## Exercise requirements
Render every line of the entries below as a JSON list of strings, one string per line, leaving out blank lines and the pictures.

## Task inputs
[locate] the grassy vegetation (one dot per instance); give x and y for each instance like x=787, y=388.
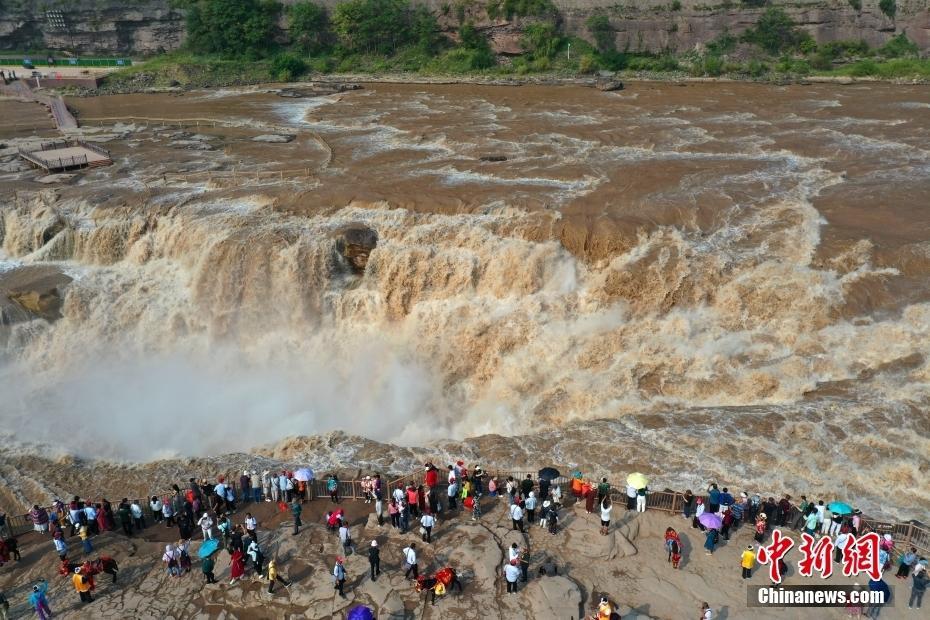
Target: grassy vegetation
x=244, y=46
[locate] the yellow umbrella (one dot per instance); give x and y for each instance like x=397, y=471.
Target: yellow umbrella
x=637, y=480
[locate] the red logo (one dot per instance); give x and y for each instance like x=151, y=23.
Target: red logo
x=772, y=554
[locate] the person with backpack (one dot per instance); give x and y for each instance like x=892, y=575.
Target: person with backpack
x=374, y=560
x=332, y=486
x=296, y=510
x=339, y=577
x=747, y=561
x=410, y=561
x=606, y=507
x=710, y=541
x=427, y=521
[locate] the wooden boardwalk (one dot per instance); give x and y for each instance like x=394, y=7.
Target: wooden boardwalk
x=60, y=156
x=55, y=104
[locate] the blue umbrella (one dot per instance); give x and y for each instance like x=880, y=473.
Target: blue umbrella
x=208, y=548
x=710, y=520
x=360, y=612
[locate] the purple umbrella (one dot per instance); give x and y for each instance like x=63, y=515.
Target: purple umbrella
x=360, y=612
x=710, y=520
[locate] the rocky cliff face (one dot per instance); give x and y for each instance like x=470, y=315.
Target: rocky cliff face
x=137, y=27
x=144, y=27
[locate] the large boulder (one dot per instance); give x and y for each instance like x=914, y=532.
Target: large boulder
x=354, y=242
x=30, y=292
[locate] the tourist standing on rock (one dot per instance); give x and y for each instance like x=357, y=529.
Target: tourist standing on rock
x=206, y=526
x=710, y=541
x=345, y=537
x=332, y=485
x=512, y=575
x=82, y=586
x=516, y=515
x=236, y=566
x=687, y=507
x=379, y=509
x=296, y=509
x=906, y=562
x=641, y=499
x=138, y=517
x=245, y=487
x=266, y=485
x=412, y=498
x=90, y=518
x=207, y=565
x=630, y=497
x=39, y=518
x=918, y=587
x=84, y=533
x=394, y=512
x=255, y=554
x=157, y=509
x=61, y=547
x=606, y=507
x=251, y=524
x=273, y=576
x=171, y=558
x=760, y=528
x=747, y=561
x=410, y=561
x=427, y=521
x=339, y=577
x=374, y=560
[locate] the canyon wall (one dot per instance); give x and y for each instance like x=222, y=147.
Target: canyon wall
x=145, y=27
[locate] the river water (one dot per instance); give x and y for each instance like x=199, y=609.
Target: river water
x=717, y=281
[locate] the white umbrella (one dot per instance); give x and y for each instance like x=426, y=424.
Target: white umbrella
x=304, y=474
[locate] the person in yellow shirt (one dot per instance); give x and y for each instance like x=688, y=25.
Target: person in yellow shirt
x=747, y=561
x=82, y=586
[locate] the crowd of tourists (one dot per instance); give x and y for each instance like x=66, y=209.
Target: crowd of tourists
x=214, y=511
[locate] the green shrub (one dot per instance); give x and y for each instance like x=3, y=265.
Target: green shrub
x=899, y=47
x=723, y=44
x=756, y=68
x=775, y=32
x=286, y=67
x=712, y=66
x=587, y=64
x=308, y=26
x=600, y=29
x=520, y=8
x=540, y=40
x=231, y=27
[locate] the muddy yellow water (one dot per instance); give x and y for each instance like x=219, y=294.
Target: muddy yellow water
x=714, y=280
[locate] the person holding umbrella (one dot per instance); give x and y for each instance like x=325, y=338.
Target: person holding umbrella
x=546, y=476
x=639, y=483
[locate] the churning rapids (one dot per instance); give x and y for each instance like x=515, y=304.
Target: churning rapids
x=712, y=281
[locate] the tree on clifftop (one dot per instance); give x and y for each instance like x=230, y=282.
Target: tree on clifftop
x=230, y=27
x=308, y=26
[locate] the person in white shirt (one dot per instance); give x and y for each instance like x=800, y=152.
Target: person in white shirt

## Exercise solution
[
  "[locate] the grassy vegetation (one dot per instance); give x and y for each instance like x=787, y=388.",
  "Target: grassy vegetation",
  "x=244, y=46",
  "[locate] the yellow umbrella (one dot per instance); give x and y for each instance like x=397, y=471.",
  "Target: yellow umbrella",
  "x=637, y=480",
  "[locate] the red logo (one dot per instance); give x and y for each instance like x=151, y=23.",
  "Target: red logo",
  "x=772, y=554",
  "[locate] the person with backpack (one dot per instance); give x and y for each instance like x=892, y=575.",
  "Target: person with backpack",
  "x=374, y=560",
  "x=332, y=486",
  "x=296, y=510",
  "x=339, y=577",
  "x=747, y=561",
  "x=410, y=561",
  "x=606, y=507",
  "x=710, y=541",
  "x=427, y=521",
  "[locate] the wooden boardwalk (one dot per instance); give x and y for each instance like x=394, y=7.",
  "Target: wooden boardwalk",
  "x=60, y=156",
  "x=55, y=104",
  "[locate] the blue umbrella (one dot per instance); give x and y for each instance like x=880, y=473.",
  "Target: blue umbrella",
  "x=208, y=548",
  "x=710, y=520",
  "x=360, y=612",
  "[locate] the purple umbrella (one dot per instance); give x and y for each instance like x=63, y=515.",
  "Target: purple umbrella",
  "x=360, y=612",
  "x=710, y=520",
  "[locate] the rocky cliff face (one dot per instance); give x and y for each instance like x=470, y=315.",
  "Target: rocky cliff face",
  "x=137, y=27",
  "x=144, y=27",
  "[locate] the large boulder (one dot per instance); give x and y for each instance like x=914, y=532.",
  "Target: large boulder",
  "x=354, y=242",
  "x=30, y=292",
  "[locate] the tourist standing on rock (one dot per instance); give x and y for each instance like x=357, y=529.",
  "Target: tourist standing on rock",
  "x=206, y=526",
  "x=710, y=541",
  "x=345, y=537",
  "x=332, y=485",
  "x=512, y=575",
  "x=82, y=586",
  "x=516, y=515",
  "x=236, y=566",
  "x=687, y=507",
  "x=379, y=509",
  "x=296, y=509",
  "x=906, y=562",
  "x=641, y=499",
  "x=138, y=517",
  "x=245, y=487",
  "x=266, y=485",
  "x=412, y=498",
  "x=90, y=518",
  "x=207, y=565",
  "x=630, y=497",
  "x=39, y=518",
  "x=918, y=587",
  "x=84, y=533",
  "x=394, y=512",
  "x=255, y=554",
  "x=157, y=509",
  "x=61, y=547",
  "x=606, y=507",
  "x=251, y=524",
  "x=273, y=576",
  "x=171, y=558",
  "x=760, y=528",
  "x=747, y=561",
  "x=410, y=561",
  "x=427, y=521",
  "x=339, y=577",
  "x=374, y=560",
  "[locate] the canyon wall (one dot per instance); give x and y for each instance like x=222, y=147.",
  "Target: canyon wall",
  "x=145, y=27",
  "[locate] the river water (one dot per instance); give x and y for each instance like x=199, y=609.",
  "Target: river water",
  "x=717, y=281",
  "[locate] the white umbrella (one dot per instance); give x and y for each instance like x=426, y=424.",
  "Target: white umbrella",
  "x=304, y=474",
  "[locate] the person in yellow shirt (one dot per instance); give x and y for each instance like x=688, y=25.",
  "Target: person in yellow shirt",
  "x=747, y=561",
  "x=82, y=586",
  "[locate] the crowd of tourists (one dot per instance); give x and y for each instance like x=66, y=209.",
  "Target: crowd of tourists",
  "x=214, y=511",
  "[locate] the green shrub (one dot per instance); give x and y for each instance like x=3, y=265.",
  "Target: green shrub",
  "x=899, y=47",
  "x=723, y=44",
  "x=756, y=68",
  "x=775, y=32",
  "x=286, y=67",
  "x=712, y=66",
  "x=587, y=64",
  "x=308, y=26",
  "x=600, y=29",
  "x=520, y=8",
  "x=540, y=40",
  "x=231, y=27",
  "[locate] the muddy yellow water (one dot per instance); give x and y for each instance like x=219, y=294.",
  "Target: muddy yellow water",
  "x=714, y=280",
  "[locate] the person holding umbrella (one dot per instance); give x and y for each instance like x=325, y=338.",
  "Target: person holding umbrella",
  "x=546, y=476",
  "x=639, y=483",
  "[locate] the churning rapids (one dot per instance); give x and y for each instance like x=515, y=304.",
  "Target: churning rapids",
  "x=712, y=281",
  "[locate] the tree on clifftop (one dot per instance); give x and y for each instance like x=230, y=282.",
  "Target: tree on clifftop",
  "x=230, y=27",
  "x=308, y=26",
  "[locate] the person in white shirt (one dot per instance); give x and y for each instance like x=800, y=152.",
  "Target: person in white shirt"
]